| What the exercise asks |
Count the lines in the listing below that contain the string "dark". Reply with that number only.
>> START
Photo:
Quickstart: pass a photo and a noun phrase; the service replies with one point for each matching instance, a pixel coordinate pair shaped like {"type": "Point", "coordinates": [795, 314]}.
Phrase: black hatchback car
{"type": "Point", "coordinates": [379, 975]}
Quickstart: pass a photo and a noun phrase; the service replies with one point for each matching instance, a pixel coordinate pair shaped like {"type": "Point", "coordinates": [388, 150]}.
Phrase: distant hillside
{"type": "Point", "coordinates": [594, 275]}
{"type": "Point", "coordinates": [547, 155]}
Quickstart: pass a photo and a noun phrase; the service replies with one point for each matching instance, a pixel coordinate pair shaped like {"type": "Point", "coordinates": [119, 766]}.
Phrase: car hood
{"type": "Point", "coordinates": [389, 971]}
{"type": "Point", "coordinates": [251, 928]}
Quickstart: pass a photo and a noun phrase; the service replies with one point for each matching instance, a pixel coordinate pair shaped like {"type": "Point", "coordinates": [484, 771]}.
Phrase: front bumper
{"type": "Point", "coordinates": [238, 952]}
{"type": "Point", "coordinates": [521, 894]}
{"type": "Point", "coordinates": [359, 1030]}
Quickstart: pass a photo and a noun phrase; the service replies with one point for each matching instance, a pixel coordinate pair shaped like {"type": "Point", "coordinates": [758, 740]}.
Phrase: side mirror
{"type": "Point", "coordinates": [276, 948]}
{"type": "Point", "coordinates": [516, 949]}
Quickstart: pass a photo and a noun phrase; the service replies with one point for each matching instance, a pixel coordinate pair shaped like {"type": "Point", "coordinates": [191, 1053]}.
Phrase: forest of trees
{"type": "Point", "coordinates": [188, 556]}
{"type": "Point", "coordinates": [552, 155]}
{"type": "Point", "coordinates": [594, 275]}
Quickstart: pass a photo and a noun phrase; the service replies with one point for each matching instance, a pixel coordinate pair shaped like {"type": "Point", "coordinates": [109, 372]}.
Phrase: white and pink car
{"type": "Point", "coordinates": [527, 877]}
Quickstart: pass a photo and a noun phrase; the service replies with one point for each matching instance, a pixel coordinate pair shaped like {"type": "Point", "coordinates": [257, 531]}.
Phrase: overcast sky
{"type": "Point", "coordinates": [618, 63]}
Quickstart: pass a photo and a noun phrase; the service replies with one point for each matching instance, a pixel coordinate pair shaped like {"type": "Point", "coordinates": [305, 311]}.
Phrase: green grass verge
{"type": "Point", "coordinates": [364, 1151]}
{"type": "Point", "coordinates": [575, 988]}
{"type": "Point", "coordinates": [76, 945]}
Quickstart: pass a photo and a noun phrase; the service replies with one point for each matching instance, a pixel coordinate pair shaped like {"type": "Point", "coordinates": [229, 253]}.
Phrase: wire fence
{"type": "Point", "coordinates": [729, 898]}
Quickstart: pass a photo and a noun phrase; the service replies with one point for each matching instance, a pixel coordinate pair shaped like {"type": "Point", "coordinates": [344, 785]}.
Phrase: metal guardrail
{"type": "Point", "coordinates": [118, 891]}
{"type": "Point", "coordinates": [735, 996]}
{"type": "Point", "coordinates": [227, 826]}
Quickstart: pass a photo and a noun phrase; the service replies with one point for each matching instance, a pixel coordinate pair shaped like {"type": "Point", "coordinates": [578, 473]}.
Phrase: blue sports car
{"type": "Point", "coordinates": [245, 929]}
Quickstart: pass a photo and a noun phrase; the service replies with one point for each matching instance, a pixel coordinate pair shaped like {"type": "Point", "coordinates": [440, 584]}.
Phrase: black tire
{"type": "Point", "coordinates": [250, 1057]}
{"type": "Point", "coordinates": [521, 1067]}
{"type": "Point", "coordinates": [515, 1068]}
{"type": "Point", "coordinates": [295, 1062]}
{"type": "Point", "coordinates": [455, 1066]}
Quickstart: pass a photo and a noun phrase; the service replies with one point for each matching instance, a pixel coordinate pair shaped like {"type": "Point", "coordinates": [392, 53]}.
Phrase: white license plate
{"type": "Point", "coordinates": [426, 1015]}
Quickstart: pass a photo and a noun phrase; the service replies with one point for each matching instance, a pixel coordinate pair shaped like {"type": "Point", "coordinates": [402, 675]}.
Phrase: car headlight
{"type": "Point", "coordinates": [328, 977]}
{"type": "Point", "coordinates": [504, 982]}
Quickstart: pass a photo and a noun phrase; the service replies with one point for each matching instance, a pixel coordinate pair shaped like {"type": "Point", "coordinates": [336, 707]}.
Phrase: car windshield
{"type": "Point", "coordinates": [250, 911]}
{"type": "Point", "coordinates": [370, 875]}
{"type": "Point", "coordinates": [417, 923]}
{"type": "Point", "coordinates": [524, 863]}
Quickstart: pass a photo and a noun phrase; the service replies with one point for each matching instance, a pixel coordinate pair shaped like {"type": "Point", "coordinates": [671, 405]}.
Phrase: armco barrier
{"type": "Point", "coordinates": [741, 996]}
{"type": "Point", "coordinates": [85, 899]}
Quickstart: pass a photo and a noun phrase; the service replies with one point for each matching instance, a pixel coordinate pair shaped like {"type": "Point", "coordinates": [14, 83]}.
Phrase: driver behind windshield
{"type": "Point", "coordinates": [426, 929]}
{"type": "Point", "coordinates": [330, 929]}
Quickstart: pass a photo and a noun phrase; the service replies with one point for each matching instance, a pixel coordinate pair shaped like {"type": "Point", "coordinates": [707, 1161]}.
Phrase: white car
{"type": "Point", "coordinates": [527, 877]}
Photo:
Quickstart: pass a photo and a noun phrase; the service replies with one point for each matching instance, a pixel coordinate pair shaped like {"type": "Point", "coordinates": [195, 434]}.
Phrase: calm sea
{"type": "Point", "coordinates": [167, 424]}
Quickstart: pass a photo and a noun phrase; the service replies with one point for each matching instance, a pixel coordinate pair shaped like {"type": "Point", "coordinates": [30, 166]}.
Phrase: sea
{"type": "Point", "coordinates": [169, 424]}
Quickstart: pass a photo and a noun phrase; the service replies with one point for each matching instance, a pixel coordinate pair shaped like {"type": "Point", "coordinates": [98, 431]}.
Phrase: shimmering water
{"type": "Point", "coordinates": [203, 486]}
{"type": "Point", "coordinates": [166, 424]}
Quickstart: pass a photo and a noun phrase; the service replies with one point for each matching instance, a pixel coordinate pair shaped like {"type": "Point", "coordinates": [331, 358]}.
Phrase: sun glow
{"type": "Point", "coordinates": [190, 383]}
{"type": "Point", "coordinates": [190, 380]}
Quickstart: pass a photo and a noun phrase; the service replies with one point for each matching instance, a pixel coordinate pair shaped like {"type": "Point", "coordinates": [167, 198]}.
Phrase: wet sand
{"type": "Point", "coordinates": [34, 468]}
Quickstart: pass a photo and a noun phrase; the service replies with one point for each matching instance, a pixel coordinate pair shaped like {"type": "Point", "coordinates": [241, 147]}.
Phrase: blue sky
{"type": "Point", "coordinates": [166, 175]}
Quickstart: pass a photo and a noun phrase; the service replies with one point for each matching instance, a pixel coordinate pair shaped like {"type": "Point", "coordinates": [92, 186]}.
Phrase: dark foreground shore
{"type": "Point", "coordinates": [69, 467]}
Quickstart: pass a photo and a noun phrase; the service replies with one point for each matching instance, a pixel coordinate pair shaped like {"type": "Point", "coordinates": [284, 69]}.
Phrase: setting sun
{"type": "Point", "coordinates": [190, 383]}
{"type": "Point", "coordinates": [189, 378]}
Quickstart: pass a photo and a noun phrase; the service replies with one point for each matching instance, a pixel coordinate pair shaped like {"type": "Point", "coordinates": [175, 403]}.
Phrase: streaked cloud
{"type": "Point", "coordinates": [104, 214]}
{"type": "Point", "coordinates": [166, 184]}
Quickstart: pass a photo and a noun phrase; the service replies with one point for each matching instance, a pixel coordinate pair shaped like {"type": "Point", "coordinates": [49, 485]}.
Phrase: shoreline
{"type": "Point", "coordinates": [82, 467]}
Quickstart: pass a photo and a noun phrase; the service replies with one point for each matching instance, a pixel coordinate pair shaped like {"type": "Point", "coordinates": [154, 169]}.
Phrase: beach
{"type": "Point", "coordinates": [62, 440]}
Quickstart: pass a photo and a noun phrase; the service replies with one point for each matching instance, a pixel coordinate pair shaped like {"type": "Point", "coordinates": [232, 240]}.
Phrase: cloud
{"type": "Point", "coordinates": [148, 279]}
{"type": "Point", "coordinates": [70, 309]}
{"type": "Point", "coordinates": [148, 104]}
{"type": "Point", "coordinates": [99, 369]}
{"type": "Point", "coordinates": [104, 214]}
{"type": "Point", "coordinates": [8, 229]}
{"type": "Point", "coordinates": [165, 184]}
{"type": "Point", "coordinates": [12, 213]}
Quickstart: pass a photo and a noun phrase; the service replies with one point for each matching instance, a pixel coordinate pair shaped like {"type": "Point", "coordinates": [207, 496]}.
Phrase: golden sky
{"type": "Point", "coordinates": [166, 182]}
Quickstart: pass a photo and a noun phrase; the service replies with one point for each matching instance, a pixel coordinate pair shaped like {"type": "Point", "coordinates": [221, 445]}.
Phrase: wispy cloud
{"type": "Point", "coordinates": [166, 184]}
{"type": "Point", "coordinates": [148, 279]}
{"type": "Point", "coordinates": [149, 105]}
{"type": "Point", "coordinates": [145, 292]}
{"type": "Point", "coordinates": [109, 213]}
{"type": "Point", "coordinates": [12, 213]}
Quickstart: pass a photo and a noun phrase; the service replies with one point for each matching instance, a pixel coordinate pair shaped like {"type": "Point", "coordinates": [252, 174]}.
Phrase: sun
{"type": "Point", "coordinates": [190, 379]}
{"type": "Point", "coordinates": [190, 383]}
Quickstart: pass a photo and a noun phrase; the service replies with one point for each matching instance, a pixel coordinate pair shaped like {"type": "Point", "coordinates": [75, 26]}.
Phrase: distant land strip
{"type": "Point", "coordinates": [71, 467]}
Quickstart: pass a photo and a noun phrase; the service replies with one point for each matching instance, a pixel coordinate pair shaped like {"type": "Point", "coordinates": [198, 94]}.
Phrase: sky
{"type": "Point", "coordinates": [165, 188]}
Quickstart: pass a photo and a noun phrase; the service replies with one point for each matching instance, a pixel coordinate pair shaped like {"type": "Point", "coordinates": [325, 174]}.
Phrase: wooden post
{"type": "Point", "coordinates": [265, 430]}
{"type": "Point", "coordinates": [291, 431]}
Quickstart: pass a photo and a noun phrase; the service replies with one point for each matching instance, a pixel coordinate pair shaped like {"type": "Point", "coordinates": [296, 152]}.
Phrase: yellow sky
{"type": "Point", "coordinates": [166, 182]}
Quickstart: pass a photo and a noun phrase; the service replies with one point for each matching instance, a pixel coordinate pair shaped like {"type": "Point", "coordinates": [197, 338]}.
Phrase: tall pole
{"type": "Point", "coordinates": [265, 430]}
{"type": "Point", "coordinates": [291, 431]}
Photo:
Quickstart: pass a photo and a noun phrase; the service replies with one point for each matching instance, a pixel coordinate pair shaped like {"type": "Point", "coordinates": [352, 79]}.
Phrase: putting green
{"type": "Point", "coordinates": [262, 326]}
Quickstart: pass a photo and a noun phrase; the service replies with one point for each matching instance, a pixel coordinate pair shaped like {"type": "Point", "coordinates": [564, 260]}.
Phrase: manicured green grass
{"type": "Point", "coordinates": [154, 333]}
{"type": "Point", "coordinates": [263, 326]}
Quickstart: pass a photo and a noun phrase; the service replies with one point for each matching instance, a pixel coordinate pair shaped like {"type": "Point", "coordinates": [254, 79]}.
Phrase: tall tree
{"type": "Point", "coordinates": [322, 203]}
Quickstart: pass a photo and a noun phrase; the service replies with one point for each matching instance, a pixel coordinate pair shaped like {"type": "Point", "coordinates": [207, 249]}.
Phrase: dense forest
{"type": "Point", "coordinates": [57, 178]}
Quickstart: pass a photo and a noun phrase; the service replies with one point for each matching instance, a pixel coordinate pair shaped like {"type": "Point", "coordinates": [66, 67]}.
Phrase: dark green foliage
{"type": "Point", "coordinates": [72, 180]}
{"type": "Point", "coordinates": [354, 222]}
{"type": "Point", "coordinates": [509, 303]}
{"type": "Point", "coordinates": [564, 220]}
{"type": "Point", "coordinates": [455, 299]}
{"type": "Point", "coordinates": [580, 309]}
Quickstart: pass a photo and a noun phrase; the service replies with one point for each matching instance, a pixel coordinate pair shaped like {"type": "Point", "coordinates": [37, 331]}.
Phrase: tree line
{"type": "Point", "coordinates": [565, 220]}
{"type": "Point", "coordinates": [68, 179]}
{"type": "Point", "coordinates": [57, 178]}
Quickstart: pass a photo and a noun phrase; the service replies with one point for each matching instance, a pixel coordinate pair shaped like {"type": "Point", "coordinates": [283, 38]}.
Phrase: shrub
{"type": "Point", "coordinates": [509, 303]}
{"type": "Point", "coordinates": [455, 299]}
>> END
| Full answer |
2